LESETEXT:
%%

Es war nur ein kleiner, zufälliger Schlenker des Schicksals, dass sie von der Gaskammer verschont blieb: Als sie sich schon in die "falsche" Schlange eingereiht hatte, riet ihr eine Unbekannte, sich um zwei Jahre älter zu machen und sich neu anzustellen. Wer so etwas erlebt hat, schreibt anders. Als "weiter leben" - man liest diesen klein und auseinander geschriebenen Titel unweigerlich mit jenem bestimmten neuen Atemholen, das einem das Leben selbst wieder bewusst macht - 1992 erschien, wurde das Buch zu einem der größten Erfolge des Jahrzehnts und machte aus dem kleinen, studentischen Göttinger Wallstein-Verlag plötzlich eine wahrnehmbare Größe.
"Schonunglosigkeit" wurde ihr zugeschrieben, vor allem wenn es um intime Beziehungen ging
Die Fama wurde noch dadurch verstärkt, Suhrkamp habe das Manuskript mit der Bemerkung abgelehnt, es entspreche nicht dem literarischen Niveau des Hauses. Tatsächlich zeigte sich Ruth Klüger bis zum Schluss verwundert über die mit rund 300 000 verkauften Exemplaren riesige Resonanz des Buchs, wenn auch mit einem charakteristischen Schwenk: Sie sagte, "dass ich vielleicht mehr und besser geschrieben hätte, wenn ich das nicht erlebt hätte und in Wien hätte bleiben können."

%%

DATENÜBERSICHT:

%%

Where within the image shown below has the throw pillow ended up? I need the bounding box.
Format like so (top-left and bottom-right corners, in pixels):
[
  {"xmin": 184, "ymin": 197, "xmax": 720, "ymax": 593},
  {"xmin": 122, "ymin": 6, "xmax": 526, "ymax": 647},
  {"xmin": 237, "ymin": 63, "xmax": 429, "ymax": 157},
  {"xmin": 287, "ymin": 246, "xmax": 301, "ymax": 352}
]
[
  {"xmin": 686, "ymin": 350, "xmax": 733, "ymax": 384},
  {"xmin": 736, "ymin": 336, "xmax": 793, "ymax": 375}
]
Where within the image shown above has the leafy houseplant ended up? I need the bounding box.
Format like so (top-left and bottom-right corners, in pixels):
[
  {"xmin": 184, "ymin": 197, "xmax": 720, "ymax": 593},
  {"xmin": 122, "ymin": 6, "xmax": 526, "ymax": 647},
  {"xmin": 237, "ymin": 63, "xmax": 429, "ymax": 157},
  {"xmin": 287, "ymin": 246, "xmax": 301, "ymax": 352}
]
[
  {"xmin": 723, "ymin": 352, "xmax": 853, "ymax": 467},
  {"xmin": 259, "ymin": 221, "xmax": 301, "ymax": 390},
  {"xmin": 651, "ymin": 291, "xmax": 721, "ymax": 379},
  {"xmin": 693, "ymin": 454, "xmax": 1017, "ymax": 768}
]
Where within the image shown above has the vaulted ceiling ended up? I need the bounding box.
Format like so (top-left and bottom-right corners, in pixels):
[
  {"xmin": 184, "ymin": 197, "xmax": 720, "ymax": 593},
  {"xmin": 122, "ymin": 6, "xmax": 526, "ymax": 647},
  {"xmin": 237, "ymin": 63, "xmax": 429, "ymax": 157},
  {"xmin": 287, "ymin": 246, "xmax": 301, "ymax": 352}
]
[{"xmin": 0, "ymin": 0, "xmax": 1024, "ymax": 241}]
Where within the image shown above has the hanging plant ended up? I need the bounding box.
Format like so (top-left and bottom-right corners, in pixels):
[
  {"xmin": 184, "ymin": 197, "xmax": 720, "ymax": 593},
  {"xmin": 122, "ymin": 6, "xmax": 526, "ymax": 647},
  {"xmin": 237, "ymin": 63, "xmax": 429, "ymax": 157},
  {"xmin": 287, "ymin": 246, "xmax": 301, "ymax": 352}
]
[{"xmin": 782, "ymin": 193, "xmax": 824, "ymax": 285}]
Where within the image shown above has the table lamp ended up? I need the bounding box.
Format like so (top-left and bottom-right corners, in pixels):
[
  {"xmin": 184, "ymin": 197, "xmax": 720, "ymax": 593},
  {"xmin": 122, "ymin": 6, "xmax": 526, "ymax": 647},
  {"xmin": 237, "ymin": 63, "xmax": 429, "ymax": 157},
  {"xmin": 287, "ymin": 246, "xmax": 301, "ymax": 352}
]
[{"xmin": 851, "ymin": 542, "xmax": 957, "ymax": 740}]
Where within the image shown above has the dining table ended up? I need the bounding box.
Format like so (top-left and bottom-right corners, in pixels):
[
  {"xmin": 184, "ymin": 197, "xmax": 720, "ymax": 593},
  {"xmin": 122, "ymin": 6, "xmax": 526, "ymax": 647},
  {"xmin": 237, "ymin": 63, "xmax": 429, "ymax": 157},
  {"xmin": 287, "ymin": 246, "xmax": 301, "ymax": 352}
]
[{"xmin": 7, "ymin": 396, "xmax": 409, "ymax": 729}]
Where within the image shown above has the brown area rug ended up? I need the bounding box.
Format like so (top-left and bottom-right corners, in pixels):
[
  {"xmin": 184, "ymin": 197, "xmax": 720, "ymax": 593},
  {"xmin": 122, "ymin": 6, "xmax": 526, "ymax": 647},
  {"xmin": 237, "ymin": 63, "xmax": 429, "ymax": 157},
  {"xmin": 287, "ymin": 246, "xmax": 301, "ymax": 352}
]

%%

AUFGABENSTELLUNG:
1. Ändern Sie im Text über Ruth Klügers „weiter leben“ den Abschnitt von „Es war nur ein“ bis „eine wahrnehmbare Größe.“, indem Sie „Jahrzehnts“ durch „Jahrhunderts“ ersetzen, und geben Sie ihn vollständig wieder.
2. Wie viele Exemplare des Buchs wurden laut dem Text über Ruth Klügers „weiter leben“ verkauft?
3. Knüpfen Sie an den letzten Satz des Textes über Ruth Klügers „weiter leben“ an und schreiben Sie ihn weiter.

LÖSUNGEN:
1.
Es war nur ein kleiner, zufälliger Schlenker des Schicksals, dass sie von der Gaskammer verschont blieb: Als sie sich schon in die "falsche" Schlange eingereiht hatte, riet ihr eine Unbekannte, sich um zwei Jahre älter zu machen und sich neu anzustellen. Wer so etwas erlebt hat, schreibt anders. Als "weiter leben" - man liest diesen klein und auseinander geschriebenen Titel unweigerlich mit jenem bestimmten neuen Atemholen, das einem das Leben selbst wieder bewusst macht - 1992 erschien, wurde das Buch zu einem der größten Erfolge des Jahrhunderts und machte aus dem kleinen, studentischen Göttinger Wallstein-Verlag plötzlich eine wahrnehmbare Größe.

2. Rund 300 000 Exemplare.

3.
Auch im zweiten Band ihrer Lebenserinnerungen ("unterwegs verloren", 2008), die vor allem von ihrer akademischen Karriere in den USA handeln, zeigen sich überall die frühen Prägungen. 1952 schloss Ruth Klüger ihr Studium der Bibliothekswissenschaften und der Germanistik ab. Lange publizierte sie unter dem Namen Ruth K. Angress - in den Fünfzigerjahren war sie mit dem Historiker Werner Angress verheiratet. Sie war von 1980 bis 1986 Professorin in Princeton, danach an der University of California in Irvine.
Ruth Klüger:"Die Dorfbewohner haben uns angestarrt, als seien wir Wilde"
Ruth Klüger erzählt dem Bundestag anlässlich des Holocaust-Gedenktages von ihren Erfahrungen als Zwangsarbeiterin in Christianstadt.
Außerdem war sie jahrelang Herausgeberin der Zeitschrift German Quarterly. Gerade, wenn es um Privates und intime Beziehungen geht, wurden ihr "Schonungslosigkeit" und "Grimmigkeit" zugeschrieben, vor allem bei den Beschreibungen der Mutter sowie des Ehemanns, von dem sie längst geschieden war und den sie "viel zu früh" geheiratet hatte. Charakteristisch ist, was sie über eine Begegnung mit Elfriede Jelinek erzählte: "Wir haben über nichts anderes als unsere Mütter gesprochen. Dabei wollte ich sie so viel fragen."
Vor dem Bundestag sagte sie 2016: "Ich bin (...) von Verwunderung zu Bewunderung übergegangen"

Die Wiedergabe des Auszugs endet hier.